Work to do =
List each line in the records below that contains the word "autumn".

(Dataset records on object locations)
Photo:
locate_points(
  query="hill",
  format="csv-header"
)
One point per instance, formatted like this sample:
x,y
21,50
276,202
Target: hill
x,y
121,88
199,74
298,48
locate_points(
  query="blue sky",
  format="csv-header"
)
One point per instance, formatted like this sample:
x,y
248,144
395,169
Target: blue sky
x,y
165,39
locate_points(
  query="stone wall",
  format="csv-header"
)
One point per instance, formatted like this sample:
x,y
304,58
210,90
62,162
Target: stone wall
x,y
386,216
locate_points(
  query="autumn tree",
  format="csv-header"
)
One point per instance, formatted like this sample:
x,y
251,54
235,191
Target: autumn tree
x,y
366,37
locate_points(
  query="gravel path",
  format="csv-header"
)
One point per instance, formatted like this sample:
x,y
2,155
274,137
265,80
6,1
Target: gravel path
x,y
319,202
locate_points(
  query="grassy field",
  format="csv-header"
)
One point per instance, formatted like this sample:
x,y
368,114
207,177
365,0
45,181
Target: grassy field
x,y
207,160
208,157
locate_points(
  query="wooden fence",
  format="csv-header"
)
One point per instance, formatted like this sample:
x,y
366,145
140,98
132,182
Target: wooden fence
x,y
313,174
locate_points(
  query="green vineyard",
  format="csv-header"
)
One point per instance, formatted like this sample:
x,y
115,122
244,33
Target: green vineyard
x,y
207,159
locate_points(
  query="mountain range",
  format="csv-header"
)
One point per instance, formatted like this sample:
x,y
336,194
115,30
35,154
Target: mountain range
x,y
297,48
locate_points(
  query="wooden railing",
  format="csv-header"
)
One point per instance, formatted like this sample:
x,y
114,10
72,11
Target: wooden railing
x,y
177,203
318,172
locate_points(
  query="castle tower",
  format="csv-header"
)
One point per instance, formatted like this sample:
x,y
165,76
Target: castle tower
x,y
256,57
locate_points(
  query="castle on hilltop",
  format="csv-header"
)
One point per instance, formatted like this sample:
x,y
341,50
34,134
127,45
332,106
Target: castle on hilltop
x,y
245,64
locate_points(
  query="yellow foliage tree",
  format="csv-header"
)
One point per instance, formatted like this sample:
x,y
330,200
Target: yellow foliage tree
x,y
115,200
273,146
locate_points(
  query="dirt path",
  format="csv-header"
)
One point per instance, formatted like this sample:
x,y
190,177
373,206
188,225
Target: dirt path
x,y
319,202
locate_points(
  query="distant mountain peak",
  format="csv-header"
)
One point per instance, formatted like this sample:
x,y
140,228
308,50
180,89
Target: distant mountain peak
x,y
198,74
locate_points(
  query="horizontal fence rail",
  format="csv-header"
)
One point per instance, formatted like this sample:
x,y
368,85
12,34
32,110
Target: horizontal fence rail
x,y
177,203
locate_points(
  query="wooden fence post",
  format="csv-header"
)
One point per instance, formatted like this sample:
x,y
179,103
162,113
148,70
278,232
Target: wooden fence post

Output for this exercise =
  query="autumn tree",
Target: autumn tree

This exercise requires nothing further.